Вырезку эту я показал Бунину, вызвав у него нечто вроде легкого апоплексического удара:

- С какой стати? Ни за что!

Все же я спросил, откуда пошел слух о разделе. И Бунин рассказал, что к нему явился как-то Мережковский и сделал странное предложение: составить у нотариуса договор на случай получения одним из них Нобелевской премии. Тот, кому премию присудят, заплатит другому 200 000 франков.

- Я, конечно, наотрез отказался. Глупо делить шкуру неубитого медведя. Да и не нужно мне денег Мережковского!

Все же было решено, что лауреат отправится с визитом к Мережковскому. На следующее утро Иван Алексеевич рассказал мне подробности:

- Пошел... (тут я выпускаю три крепких слова). Подхожу к дому - нет мужества войти. Ведь я знаю, как Мережковский и Зина всю жизнь меня ненавидели. А ведь они люди страшные: еще могут на меня какую-нибудь хворь наслать со всей их чертовщиной. Полчаса вокруг дома ходил на ветру. Наконец позвонил. Встретила меня Гиппиус. Лорнетка, прищуренные глаза, голос капризной кокотки:

"Что это вы, Иван Алексеевич, снизошли к нам с ваших олимпийских высот?"

(Исходные данные)
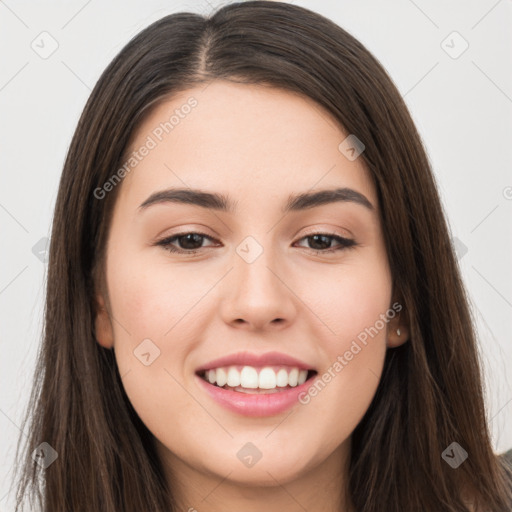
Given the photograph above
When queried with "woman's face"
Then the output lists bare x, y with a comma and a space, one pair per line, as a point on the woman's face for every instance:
259, 284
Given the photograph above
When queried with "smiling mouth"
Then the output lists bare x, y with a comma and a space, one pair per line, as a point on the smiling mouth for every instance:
254, 380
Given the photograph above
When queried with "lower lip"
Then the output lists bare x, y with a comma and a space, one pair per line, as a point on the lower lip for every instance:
255, 404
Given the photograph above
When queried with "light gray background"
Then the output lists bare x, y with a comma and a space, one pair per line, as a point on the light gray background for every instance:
462, 107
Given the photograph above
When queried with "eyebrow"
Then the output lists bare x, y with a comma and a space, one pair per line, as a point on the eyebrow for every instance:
223, 203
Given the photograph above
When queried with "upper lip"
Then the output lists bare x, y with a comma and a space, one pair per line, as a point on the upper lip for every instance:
248, 359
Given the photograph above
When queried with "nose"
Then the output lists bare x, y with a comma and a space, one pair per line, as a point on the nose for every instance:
256, 296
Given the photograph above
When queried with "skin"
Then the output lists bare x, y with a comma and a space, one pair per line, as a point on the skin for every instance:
258, 145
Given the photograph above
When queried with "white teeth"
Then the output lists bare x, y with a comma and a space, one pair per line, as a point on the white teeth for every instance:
267, 379
282, 378
249, 378
293, 376
221, 377
233, 377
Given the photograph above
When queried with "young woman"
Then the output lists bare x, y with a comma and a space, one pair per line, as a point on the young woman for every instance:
253, 303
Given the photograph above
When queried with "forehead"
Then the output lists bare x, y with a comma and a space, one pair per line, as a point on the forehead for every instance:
253, 140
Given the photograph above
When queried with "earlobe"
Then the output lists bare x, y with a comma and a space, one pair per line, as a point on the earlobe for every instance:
398, 330
102, 325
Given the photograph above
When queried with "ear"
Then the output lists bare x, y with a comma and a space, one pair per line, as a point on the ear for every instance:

(Задание)
Выпишите из фрагмента о Бунине и Мережковском без изменений отрывок от слов «Все же я спросил, откуда» до слов «мне денег Мережковского!» включительно. Опирайтесь только на фрагмент.

(Правильный ответ)
Все же я спросил, откуда пошел слух о разделе. И Бунин рассказал, что к нему явился как-то Мережковский и сделал странное предложение: составить у нотариуса договор на случай получения одним из них Нобелевской премии. Тот, кому премию присудят, заплатит другому 200 000 франков.

- Я, конечно, наотрез отказался. Глупо делить шкуру неубитого медведя. Да и не нужно мне денег Мережковского!